■ Text to read:
◆ ◆ ◆

KBB Logo Expert review written by the Kelley Blue Book vehicle review editorial team.

Editor's Overview

In an effort to make electric-vehicle technology available to the masses, the 2013 Nissan Leaf becomes the most affordable 5-passenger electric car on the market. While limited range makes it an impractical choice for some buyers, the Leaf is something of a revelation for thrifty commuters who wish to go green without breaking the bank.

You'll Like The 2013 Nissan LEAF If...

Whether you seek to reduce your carbon footprint, eliminate fuel costs, or simply despise gas stations, the all-electric 2013 Nissan Leaf won’t disappoint. In addition, the Leaf’s new pricing strategy proposes a strong affordability advantage over competitors like the Ford Focus EV, Honda Fit EV, and plug-in Chevrolet Volt.

You May Not Like The 2013 Nissan LEAF If...

If you have an unpredictable driving schedule, travel more than 100 miles per day, or live in a residence without 220-volt power support, we recommend setting your eco aspirations on a plug-in hybrid like the new Ford C-Max Energi, Prius Plug-in or the Chevrolet Volt.

What's New

Now in its third year of production, the Nissan Leaf undergoes a significant price reduction along with a number of enhancements for the 2013 model year. Key revisions to the lineup include a new entry-level "S" trim, a newly available onboard 220-volt charger that reduces charging time to roughly four hours, and improved energy efficiency thanks to refined aerodynamics, additional regenerative breaking capabilities, and better energy management.

Interior Features

The 2013 Nissan Leaf’s contemporary exterior is complemented by a futuristic yet user-friendly interior. The spacious greenhouse can accommodate four full-size adults and a small amount of cargo. Furthermore, the tall roofline and generous expanses of glass give the cabin an airy feel. The front seats are relatively comfortable, though they don’t provide much side support. In a nod to the Leaf’s eco-friendly mission, the seat upholstery is crafted from recycled materials. And since a bag of golf clubs nearly exceeds the physical limitations of the diminutive 11.7-cubic-foot cargo bay, the rear seat features a 60/40-split design for transporting larger items.

◆ ◆ ◆

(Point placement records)

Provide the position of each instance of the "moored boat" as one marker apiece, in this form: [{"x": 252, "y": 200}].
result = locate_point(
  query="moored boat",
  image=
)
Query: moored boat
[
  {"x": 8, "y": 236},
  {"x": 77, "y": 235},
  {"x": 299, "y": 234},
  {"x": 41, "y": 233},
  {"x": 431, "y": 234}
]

◆ ◆ ◆

■ Instructions for the task:
Write out the passage of the Nissan Leaf review that opens with the words containing "Whether you seek" and closes with "the Chevrolet Volt.", swapping "gas stations" for "fuel pumps".

■ Exercise response:
Whether you seek to reduce your carbon footprint, eliminate fuel costs, or simply despise fuel pumps, the all-electric 2013 Nissan Leaf won’t disappoint. In addition, the Leaf’s new pricing strategy proposes a strong affordability advantage over competitors like the Ford Focus EV, Honda Fit EV, and plug-in Chevrolet Volt.

You May Not Like The 2013 Nissan LEAF If...

If you have an unpredictable driving schedule, travel more than 100 miles per day, or live in a residence without 220-volt power support, we recommend setting your eco aspirations on a plug-in hybrid like the new Ford C-Max Energi, Prius Plug-in or the Chevrolet Volt.